*Problem to solve*
All of the records should be given again verbatim.

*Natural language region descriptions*
----

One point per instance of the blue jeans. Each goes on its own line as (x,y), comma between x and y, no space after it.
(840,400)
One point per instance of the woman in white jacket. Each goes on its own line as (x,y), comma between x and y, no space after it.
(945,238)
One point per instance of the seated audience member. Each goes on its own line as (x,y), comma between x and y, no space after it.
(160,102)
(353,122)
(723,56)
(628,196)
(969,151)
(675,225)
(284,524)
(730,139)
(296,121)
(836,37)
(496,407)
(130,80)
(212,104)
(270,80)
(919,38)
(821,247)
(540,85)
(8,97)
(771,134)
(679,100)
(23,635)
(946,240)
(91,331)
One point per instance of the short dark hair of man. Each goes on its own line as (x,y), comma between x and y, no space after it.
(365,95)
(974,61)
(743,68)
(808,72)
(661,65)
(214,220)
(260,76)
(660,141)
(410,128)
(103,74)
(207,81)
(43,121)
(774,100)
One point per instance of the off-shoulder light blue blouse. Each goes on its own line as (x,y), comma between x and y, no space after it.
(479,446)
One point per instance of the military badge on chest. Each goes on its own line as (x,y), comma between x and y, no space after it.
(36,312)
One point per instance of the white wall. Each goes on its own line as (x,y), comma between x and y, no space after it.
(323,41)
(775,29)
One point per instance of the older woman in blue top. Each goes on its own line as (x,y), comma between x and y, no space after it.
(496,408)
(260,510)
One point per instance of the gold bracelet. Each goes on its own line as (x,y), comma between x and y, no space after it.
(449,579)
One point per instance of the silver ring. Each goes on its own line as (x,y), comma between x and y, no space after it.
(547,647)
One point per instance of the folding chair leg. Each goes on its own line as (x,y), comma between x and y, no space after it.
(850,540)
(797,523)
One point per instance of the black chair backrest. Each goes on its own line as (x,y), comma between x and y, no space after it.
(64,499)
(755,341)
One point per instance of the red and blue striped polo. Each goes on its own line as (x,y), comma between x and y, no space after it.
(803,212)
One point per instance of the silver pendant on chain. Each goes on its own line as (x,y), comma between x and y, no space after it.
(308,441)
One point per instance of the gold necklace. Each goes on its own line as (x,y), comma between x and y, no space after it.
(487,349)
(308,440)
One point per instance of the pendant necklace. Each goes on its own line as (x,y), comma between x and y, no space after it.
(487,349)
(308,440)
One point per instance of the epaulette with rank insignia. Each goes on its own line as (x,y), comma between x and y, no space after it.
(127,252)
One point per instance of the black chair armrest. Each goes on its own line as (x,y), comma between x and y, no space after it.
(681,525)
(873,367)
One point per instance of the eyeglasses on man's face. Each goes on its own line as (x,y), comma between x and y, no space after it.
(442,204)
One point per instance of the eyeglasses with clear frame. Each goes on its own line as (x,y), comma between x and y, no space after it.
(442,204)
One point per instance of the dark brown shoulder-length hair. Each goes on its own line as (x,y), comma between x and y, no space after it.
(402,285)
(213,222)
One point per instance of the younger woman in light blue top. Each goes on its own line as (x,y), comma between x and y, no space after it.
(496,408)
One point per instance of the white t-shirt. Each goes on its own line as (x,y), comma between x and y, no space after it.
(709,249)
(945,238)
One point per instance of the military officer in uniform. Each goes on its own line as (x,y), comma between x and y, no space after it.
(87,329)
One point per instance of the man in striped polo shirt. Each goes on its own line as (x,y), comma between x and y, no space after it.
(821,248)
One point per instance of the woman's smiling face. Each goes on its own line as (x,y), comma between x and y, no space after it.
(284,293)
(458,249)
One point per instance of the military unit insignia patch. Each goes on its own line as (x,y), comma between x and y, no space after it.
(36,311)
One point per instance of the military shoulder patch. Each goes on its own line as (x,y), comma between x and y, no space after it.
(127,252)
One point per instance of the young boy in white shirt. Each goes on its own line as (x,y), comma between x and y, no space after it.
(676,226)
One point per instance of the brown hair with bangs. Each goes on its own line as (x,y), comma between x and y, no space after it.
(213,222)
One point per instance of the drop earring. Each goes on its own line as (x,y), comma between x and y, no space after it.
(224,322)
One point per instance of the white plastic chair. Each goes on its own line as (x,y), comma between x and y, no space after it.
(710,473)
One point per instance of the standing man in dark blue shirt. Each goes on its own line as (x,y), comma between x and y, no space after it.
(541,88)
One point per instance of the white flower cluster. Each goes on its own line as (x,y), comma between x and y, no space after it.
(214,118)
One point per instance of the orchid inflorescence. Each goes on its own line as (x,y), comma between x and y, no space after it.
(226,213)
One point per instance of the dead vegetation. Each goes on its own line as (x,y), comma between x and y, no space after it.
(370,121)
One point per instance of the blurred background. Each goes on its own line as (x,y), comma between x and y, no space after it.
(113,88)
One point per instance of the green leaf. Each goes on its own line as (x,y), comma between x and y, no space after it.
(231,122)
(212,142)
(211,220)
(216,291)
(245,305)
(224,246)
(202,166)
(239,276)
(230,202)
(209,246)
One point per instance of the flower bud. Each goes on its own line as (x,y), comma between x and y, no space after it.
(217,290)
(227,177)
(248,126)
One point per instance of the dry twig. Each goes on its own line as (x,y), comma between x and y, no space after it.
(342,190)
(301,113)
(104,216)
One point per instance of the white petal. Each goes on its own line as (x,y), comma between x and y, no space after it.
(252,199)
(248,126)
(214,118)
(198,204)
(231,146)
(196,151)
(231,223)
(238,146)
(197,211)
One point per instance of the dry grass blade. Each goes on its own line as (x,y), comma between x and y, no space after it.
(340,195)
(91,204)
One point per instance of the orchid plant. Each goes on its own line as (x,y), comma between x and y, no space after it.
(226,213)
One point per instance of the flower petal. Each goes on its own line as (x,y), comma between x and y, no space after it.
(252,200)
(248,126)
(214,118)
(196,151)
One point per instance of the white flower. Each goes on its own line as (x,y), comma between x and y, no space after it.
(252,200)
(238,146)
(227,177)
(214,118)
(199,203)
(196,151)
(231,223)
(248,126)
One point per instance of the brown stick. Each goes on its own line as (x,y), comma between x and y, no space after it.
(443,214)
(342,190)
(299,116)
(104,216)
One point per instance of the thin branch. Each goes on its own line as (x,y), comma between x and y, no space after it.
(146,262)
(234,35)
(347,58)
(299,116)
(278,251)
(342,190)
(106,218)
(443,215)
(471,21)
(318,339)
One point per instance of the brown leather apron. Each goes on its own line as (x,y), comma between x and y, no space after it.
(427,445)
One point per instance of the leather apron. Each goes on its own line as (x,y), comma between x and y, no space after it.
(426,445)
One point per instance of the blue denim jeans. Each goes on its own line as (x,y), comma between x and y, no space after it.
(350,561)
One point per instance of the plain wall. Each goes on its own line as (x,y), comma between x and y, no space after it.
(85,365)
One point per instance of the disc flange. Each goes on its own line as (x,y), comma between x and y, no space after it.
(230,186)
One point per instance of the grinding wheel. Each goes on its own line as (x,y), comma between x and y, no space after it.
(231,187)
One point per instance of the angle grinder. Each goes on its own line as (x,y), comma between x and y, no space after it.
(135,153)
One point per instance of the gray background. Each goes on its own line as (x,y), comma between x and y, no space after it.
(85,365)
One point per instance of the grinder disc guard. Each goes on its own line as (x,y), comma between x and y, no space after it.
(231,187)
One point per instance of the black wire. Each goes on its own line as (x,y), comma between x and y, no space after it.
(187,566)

----

*Result of the task*
One point per instance of the blue jeans. Each goes on its own line as (x,y), comma between x and y, no space after it.
(840,400)
One point per instance of the woman in white jacket. Each goes on its own line as (x,y), comma between x and y, no space after it.
(945,238)
One point per instance of the seated audience member. Each goes on its own line as (x,y), comma between x and y, no space after it.
(160,102)
(353,122)
(723,56)
(628,196)
(969,151)
(675,225)
(284,524)
(730,139)
(296,121)
(836,37)
(496,407)
(130,80)
(212,104)
(270,80)
(919,38)
(821,247)
(540,85)
(8,97)
(771,134)
(679,100)
(23,635)
(946,240)
(91,331)
One point per instance of the short dark hair of man. Each goes on its own line as (x,y), comma between x and y, no space after it.
(365,95)
(974,61)
(743,68)
(808,72)
(661,65)
(214,220)
(260,76)
(660,141)
(410,128)
(103,74)
(207,81)
(43,121)
(774,100)
One point per instance of the off-shoulder light blue blouse. Each goes on its own line as (x,y), comma between x and y, no space after it.
(479,446)
One point per instance of the military badge on chest. Each goes on its own line as (x,y), comma between x and y, no space after it.
(36,312)
One point per instance of the white wall. Each goes on its own line as (x,y), comma between x and y, no space after it.
(323,41)
(775,29)
One point per instance of the older woman in blue top. Each goes on its own line as (x,y), comma between x and y, no space after it.
(496,408)
(260,510)
One point per instance of the gold bracelet. Each goes on its own line as (x,y), comma between x and y, no space after it.
(449,579)
One point per instance of the silver ring. Each goes on its own line as (x,y), comma between x and y, no space after it.
(547,647)
One point per instance of the folding chair leg. Each goes on its own line as (x,y), comma between x and y, no space after it.
(850,540)
(797,523)
One point per instance of the black chair backrest. Each goes on its own line as (x,y), comma between x and y, no space after it.
(64,499)
(755,341)
One point per instance of the red and blue striped polo. Each goes on its own line as (x,y), comma between x and y, no space after it.
(803,212)
One point per instance of the silver pendant on chain. Each goes on its own line as (x,y), comma between x and y, no space after it.
(308,441)
One point per instance of the gold necklace. Each goes on its own line as (x,y), comma between x and y, no space after it.
(487,349)
(308,440)
One point per instance of the pendant necklace. Each goes on its own line as (x,y), comma between x and y, no space after it.
(487,349)
(308,440)
One point per instance of the epaulette with rank insignia. Each goes on its own line as (x,y), comma between x and y, no space after it.
(127,252)
One point per instance of the black chair armrest. Each goes on its own line as (x,y), comma between x and y, no space after it.
(681,525)
(873,367)
One point per instance of the eyeglasses on man's face. Each goes on its own line as (x,y), comma between x and y, no space after it.
(442,204)
One point per instance of the eyeglasses with clear frame. Each goes on its own line as (x,y), comma between x and y, no space after it.
(442,204)
One point per instance of the dark brown shoulder-length hair. Each goes on its own line as (x,y), comma between x and y, no space after it.
(402,285)
(213,222)
One point per instance of the younger woman in light blue top. Each goes on its own line as (x,y), comma between x and y, no space after it.
(496,408)
One point per instance of the white t-shirt. Each goes on its own line as (x,y), comma between x and y, no space after it.
(709,249)
(945,238)
One point per instance of the military officer in uniform. Each goes on its own line as (x,y), comma between x and y, no space after it.
(87,329)
One point per instance of the man in striped polo shirt. Each goes on its own line as (x,y), comma between x and y, no space after it.
(821,248)
One point per instance of the woman's smiling face. Each goes on its own line as (x,y), comma between x and y, no space after it.
(284,293)
(458,249)
One point per instance of the military unit insignia patch. Each goes on its own line as (x,y), comma between x and y, no space after it.
(36,311)
One point per instance of the military shoulder patch. Each goes on its own line as (x,y), comma between x and y, no space after it.
(127,252)
One point per instance of the young boy in white shirt. Each goes on its own line as (x,y), comma between x and y, no space after it.
(676,226)
One point per instance of the brown hair with bangs. Each goes on its own line as (x,y), comma between x and y, no space after it.
(213,222)
One point per instance of the drop earring. Each goes on its own line as (x,y), comma between x and y, no space after it.
(224,322)
One point per instance of the white plastic chair. Each goes on its own line as (x,y), comma between x and y, no space after it.
(710,473)
One point per instance of the standing man in dark blue shirt. Each goes on its own line as (x,y), comma between x and y, no space after it.
(541,88)
One point per instance of the white flower cluster. Each goes on its own line as (x,y), comma between x and y, no space after it.
(214,118)
One point per instance of the orchid inflorescence. Each goes on its own line as (x,y), comma between x and y, no space after it.
(226,213)
One point per instance of the dead vegetation. Each goes on its own line as (x,y), comma between x and y, no space after it.
(370,121)
One point per instance of the blurred background. Each goes on its own line as (x,y), comma between x and y, no space after it.
(113,88)
One point per instance of the green leaf. Each goes on its own line as (x,y), comma between x and y, no space after it.
(231,122)
(212,142)
(211,220)
(216,291)
(245,305)
(224,246)
(202,166)
(239,276)
(230,202)
(209,246)
One point per instance of the flower bud. Each goes on its own line as (x,y), comma between x and y, no space after it.
(217,290)
(227,177)
(248,126)
One point per instance of the dry twig. Each goes on its own line as (x,y), comma between x and y, no space after it.
(342,190)
(301,113)
(104,216)
One point per instance of the white petal. Each goes on its own line as (x,y), comma between x and y, no space after it.
(252,199)
(248,126)
(214,118)
(198,204)
(231,146)
(196,151)
(231,223)
(238,146)
(197,211)
One point per instance of the dry grass blade. Each goes on its own line as (x,y), comma between x and y, no space after it.
(340,195)
(91,204)
One point per instance of the orchid plant. Each goes on its own line as (x,y), comma between x and y, no space after it.
(226,213)
One point per instance of the flower petal. Each goes on its own line as (x,y), comma between x and y, no space after it.
(252,200)
(248,126)
(214,118)
(196,151)
One point per instance of the white flower. Each goes on its own line as (x,y), comma between x and y, no space after it.
(252,200)
(238,146)
(227,177)
(214,118)
(199,203)
(196,151)
(231,223)
(248,126)
One point per instance of the brown stick. Each goes on its own line as (x,y), comma between x and y, no space after it.
(443,214)
(342,190)
(299,116)
(104,216)
One point per instance of the thin branch. Each goes on its own line as (x,y), comma between x and y, no space after it.
(146,262)
(234,35)
(347,58)
(299,116)
(278,251)
(342,190)
(106,218)
(443,215)
(471,21)
(318,339)
One point per instance of the brown leather apron. Each goes on its own line as (x,y), comma between x and y, no space after it.
(427,445)
One point per instance of the leather apron. Each goes on its own line as (x,y), comma between x and y, no space after it.
(426,445)
One point per instance of the blue denim jeans. Each goes on its own line as (x,y), comma between x and y, no space after it.
(350,561)
One point per instance of the plain wall. Each goes on its own line as (x,y), comma between x and y, no space after it.
(85,365)
One point per instance of the disc flange. Each goes on its own line as (x,y), comma between x and y, no space after it.
(230,186)
One point per instance of the grinding wheel. Each goes on its own line as (x,y), comma between x and y, no space after it.
(231,187)
One point per instance of the angle grinder. Each goes on its own line as (x,y), comma between x and y, no space after it.
(135,153)
One point per instance of the gray background. Each goes on its own line as (x,y), comma between x and y, no space after it.
(85,365)
One point per instance of the grinder disc guard. Each goes on its own line as (x,y), comma between x and y, no space after it.
(231,187)
One point per instance of the black wire. Each goes on its own line as (x,y), comma between x and y, no space after it.
(187,566)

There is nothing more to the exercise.